Problem details:
Whenever a line contains the string "bracket", copy it out of the entries.

Records to use:
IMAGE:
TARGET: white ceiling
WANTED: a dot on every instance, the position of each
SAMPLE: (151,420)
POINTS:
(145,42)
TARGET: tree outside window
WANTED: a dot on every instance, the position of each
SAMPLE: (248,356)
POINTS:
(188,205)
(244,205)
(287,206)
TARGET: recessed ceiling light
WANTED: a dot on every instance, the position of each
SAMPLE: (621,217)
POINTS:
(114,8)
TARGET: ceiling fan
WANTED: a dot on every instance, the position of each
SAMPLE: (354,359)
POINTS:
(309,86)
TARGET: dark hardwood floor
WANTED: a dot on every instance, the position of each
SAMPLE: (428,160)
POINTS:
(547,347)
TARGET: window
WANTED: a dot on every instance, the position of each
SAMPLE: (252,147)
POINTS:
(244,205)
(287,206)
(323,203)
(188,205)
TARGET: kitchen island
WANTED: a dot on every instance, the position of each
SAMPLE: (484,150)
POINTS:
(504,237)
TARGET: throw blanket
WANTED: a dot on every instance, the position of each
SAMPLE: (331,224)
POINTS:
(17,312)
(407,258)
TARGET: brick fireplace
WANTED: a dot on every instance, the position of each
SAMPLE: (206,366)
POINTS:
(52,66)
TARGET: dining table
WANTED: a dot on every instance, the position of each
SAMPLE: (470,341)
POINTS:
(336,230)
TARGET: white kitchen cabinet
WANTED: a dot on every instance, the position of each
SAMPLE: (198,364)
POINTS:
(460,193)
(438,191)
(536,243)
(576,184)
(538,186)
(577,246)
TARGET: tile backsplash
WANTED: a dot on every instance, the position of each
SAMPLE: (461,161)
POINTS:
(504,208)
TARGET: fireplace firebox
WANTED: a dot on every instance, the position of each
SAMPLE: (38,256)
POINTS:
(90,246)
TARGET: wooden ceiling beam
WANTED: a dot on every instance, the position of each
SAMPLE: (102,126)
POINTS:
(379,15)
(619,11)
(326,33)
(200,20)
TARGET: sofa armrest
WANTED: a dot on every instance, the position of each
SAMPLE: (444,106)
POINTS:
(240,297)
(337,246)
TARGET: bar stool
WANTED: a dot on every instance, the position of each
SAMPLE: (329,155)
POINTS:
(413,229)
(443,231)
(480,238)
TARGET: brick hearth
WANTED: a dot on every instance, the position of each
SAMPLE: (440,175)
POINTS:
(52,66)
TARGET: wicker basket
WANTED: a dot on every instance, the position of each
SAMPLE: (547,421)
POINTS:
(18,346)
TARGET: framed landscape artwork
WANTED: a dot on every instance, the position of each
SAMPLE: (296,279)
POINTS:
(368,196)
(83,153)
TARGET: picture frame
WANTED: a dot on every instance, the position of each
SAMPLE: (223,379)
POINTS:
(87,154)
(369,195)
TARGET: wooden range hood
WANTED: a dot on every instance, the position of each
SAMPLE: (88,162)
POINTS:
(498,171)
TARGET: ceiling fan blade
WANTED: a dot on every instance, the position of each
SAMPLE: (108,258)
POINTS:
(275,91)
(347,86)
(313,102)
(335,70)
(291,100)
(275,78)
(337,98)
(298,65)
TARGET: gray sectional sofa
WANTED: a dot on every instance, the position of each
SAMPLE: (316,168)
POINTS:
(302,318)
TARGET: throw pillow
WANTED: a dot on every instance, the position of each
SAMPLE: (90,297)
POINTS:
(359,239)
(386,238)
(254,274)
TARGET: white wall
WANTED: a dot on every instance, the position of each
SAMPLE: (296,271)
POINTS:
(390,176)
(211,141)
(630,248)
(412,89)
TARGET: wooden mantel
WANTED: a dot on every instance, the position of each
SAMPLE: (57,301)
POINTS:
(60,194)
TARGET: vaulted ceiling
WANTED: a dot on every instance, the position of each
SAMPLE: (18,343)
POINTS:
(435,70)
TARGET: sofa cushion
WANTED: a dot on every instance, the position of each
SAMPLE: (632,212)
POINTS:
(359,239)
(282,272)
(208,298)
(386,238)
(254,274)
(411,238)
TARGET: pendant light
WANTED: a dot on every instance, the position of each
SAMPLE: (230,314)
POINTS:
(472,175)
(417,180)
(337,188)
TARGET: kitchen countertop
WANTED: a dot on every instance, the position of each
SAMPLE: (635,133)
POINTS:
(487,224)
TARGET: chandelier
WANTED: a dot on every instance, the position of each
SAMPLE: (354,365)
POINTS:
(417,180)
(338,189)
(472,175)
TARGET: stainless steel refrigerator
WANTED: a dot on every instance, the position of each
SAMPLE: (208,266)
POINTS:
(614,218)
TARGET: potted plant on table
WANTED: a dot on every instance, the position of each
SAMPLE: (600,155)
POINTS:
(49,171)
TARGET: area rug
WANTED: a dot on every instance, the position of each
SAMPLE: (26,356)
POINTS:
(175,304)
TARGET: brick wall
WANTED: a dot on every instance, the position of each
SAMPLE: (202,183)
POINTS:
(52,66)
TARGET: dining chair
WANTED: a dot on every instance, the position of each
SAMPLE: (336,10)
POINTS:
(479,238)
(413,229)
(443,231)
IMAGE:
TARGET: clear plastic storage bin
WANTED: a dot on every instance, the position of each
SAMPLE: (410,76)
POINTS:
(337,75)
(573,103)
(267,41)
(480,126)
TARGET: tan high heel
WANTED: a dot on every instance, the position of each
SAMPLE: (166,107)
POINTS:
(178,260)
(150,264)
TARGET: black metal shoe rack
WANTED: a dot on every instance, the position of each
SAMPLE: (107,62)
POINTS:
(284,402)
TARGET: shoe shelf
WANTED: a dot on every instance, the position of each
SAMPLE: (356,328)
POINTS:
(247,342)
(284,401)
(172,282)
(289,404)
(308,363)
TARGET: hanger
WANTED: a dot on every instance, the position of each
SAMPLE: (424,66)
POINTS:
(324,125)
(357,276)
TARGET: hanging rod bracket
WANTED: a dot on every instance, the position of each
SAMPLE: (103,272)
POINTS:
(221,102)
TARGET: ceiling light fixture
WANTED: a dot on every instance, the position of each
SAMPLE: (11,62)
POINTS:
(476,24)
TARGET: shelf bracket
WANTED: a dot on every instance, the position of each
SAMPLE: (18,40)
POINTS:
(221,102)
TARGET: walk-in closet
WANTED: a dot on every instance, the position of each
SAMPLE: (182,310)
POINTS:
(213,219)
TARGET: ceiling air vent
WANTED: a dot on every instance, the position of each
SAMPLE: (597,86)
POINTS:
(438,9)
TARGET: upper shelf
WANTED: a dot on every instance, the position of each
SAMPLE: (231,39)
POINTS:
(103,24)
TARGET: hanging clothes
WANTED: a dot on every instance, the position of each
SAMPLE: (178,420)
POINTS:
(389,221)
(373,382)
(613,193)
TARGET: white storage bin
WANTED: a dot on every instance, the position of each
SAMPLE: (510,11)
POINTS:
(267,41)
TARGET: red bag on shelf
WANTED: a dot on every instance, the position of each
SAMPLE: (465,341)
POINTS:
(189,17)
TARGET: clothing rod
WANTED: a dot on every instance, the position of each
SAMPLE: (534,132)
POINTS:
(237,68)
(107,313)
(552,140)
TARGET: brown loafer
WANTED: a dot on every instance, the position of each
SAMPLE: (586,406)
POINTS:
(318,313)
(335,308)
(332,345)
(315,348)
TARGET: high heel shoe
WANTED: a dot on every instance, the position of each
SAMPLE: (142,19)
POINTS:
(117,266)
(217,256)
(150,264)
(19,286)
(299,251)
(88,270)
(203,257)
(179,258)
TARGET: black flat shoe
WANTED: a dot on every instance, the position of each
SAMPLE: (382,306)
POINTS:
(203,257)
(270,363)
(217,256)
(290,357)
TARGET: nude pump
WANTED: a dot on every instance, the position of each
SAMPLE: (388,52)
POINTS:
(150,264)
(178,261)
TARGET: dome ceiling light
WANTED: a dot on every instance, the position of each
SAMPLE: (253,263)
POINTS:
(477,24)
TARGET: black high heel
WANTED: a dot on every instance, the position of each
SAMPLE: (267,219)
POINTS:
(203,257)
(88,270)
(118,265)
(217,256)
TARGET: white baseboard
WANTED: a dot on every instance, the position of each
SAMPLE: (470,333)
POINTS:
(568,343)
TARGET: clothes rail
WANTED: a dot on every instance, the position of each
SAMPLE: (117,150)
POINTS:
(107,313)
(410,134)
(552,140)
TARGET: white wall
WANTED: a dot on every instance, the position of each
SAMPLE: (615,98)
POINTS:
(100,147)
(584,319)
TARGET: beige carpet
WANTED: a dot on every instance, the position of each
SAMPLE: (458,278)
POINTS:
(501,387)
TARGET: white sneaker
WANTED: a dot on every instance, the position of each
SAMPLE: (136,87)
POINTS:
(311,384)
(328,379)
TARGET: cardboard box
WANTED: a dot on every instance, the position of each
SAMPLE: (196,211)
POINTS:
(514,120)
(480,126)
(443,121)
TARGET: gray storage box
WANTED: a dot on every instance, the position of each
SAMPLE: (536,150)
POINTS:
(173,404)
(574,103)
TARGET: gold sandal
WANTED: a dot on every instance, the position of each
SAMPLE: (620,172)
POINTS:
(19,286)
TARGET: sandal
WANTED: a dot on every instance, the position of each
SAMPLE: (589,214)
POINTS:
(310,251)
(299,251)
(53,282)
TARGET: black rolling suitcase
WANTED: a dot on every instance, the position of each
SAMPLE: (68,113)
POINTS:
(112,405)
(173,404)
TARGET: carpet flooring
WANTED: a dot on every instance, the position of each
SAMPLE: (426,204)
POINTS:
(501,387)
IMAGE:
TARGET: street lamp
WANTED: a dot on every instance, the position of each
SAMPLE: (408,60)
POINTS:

---

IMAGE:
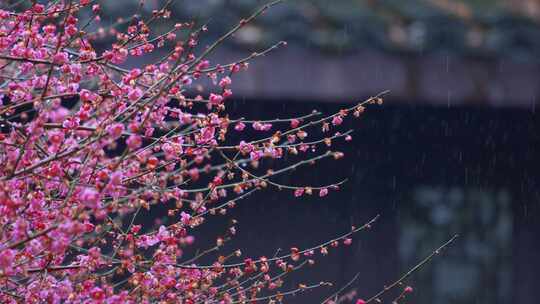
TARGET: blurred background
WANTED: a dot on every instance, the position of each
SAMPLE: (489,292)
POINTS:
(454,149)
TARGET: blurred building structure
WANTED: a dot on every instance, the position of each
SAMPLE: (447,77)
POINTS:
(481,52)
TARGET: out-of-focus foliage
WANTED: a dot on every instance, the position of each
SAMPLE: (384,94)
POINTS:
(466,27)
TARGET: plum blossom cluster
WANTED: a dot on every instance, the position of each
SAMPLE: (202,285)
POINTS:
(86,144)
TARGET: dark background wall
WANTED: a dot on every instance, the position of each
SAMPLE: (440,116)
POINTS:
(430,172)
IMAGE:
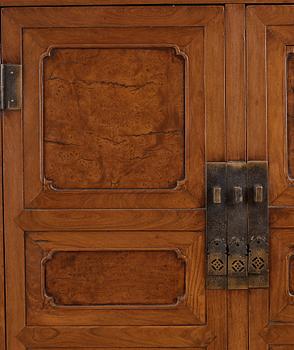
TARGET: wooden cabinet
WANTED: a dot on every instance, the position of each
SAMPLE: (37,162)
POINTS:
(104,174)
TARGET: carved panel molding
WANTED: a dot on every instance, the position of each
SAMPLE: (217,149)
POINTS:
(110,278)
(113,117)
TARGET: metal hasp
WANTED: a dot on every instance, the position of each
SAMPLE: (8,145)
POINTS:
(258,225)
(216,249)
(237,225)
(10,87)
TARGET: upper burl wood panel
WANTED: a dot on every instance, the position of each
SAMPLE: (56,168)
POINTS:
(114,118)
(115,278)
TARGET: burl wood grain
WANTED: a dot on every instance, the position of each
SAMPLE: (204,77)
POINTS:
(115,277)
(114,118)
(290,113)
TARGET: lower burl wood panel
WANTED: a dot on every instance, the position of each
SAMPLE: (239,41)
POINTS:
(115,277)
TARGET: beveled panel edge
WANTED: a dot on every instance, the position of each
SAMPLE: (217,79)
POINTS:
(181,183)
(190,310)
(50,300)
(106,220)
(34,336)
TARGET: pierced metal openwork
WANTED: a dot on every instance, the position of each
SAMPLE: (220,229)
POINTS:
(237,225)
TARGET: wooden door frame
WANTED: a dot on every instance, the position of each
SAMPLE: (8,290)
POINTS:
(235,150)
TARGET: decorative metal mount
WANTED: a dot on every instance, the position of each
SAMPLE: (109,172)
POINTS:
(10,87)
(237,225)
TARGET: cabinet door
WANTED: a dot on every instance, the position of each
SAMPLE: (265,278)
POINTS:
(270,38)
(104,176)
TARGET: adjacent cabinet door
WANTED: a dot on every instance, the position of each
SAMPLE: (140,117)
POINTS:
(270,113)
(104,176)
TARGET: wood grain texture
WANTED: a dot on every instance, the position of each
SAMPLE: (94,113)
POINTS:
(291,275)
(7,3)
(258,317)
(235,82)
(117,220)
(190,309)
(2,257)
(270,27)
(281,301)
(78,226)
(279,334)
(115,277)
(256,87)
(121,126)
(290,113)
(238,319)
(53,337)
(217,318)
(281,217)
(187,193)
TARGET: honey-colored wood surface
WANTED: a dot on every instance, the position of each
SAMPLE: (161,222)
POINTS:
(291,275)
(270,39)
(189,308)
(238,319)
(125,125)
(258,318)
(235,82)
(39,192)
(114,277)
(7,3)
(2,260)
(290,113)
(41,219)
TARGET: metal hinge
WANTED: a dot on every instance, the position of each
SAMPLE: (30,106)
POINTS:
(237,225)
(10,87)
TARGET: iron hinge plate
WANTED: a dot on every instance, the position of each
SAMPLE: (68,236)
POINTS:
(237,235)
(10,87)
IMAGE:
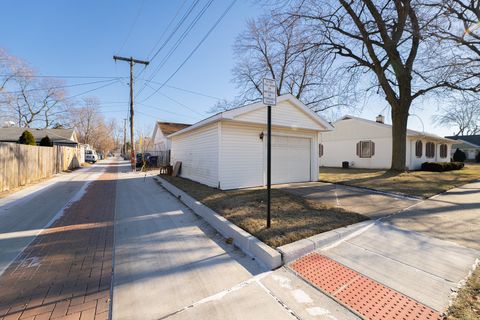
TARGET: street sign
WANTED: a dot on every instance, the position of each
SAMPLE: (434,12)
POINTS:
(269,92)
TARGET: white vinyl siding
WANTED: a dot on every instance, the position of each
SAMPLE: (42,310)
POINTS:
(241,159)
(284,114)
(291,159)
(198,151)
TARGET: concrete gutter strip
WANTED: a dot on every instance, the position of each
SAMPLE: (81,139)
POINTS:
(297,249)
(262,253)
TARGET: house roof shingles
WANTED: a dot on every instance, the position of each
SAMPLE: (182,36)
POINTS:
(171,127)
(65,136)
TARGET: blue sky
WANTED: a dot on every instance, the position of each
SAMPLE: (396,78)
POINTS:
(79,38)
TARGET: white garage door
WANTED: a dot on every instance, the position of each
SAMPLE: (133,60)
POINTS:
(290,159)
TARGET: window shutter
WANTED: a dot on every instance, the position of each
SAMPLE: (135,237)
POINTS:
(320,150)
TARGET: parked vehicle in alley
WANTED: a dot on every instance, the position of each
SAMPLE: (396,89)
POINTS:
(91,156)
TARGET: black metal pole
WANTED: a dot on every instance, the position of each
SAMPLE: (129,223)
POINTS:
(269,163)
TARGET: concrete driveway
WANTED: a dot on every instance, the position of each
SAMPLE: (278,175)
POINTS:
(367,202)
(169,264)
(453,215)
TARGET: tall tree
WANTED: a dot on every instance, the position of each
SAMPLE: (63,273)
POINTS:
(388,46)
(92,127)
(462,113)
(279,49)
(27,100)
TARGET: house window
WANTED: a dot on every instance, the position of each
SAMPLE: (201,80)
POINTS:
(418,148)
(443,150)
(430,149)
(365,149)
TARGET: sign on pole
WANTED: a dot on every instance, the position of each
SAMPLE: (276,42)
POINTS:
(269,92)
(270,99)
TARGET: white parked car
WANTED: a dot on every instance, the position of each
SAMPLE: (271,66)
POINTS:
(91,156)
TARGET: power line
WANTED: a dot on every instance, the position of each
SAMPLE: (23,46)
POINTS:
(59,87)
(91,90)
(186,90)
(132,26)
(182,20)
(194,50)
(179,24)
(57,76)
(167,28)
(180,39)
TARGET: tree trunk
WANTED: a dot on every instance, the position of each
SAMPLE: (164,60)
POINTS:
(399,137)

==

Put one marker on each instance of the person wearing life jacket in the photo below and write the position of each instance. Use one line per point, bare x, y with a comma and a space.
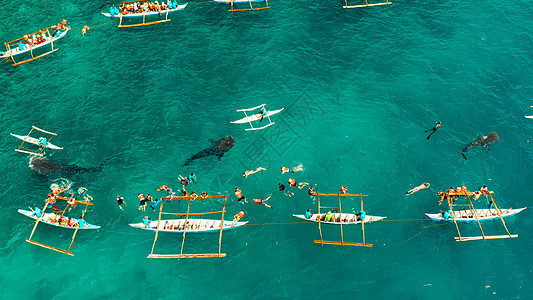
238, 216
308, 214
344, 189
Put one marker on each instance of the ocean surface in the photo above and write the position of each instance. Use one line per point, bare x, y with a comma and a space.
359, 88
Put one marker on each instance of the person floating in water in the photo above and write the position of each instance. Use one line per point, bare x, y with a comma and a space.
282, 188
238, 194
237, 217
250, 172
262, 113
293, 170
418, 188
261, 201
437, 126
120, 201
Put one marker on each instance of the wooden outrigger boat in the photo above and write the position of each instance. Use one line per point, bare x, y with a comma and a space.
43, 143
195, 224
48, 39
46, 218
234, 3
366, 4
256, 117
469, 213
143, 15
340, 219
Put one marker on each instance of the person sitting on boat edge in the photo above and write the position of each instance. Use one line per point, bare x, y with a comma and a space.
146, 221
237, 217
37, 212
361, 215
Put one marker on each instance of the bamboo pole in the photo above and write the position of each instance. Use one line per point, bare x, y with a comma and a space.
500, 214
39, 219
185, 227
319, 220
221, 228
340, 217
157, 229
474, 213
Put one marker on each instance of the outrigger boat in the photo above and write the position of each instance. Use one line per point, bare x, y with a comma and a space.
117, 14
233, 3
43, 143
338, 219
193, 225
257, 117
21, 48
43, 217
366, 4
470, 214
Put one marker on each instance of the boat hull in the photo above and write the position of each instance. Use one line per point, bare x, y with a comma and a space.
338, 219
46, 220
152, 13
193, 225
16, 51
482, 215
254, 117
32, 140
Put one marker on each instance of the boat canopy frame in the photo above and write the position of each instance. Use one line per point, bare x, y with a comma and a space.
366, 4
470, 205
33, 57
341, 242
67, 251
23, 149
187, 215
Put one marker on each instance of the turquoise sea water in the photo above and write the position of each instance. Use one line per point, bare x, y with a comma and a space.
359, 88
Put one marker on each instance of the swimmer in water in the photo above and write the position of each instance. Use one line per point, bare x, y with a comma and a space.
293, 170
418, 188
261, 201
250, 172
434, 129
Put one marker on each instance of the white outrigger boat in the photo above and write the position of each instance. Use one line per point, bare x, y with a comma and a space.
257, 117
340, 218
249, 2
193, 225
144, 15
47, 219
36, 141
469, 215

Problem solution:
TARGET: hanging rod bracket
TARGET: shelf bracket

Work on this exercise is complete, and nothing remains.